__DATA ROWS__.
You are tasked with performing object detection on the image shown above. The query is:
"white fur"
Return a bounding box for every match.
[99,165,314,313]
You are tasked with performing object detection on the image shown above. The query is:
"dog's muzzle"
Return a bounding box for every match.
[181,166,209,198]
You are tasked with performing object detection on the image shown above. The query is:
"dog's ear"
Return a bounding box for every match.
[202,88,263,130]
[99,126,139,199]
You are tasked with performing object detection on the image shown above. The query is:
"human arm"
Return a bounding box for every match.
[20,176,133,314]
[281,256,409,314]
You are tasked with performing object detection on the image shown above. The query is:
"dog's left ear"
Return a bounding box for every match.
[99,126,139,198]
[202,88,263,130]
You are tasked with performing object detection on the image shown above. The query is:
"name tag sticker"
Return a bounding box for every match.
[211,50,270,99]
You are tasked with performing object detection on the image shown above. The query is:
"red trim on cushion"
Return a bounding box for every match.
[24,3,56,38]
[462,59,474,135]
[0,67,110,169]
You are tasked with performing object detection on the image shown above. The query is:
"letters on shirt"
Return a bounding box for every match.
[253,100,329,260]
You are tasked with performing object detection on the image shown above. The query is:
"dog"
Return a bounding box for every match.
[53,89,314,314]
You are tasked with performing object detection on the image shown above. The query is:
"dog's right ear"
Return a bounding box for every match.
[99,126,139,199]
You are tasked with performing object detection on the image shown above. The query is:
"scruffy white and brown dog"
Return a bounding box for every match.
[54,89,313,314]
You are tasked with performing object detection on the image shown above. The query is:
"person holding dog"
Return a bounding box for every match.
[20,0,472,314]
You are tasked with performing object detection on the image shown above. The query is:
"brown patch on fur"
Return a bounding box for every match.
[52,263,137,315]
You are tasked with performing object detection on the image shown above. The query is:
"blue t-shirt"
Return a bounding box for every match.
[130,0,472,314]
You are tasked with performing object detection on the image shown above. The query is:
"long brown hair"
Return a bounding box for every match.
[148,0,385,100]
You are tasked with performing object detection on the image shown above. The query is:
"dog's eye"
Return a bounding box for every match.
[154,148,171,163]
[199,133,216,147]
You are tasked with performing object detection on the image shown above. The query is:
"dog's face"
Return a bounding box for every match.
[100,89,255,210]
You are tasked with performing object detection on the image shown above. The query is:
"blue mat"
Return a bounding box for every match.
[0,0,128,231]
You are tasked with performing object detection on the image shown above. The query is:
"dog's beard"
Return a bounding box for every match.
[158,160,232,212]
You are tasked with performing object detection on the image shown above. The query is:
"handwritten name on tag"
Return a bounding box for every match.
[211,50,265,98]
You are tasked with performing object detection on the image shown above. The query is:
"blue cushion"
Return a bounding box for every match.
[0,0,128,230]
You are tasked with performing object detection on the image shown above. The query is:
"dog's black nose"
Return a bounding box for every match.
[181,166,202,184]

__EXERCISE BRIEF__. Please show each line from the rows above that contains the word "name", where uppercase and lowercase letters count as different.

__WORKED ANSWER__.
"name tag sticker"
"handwritten name on tag"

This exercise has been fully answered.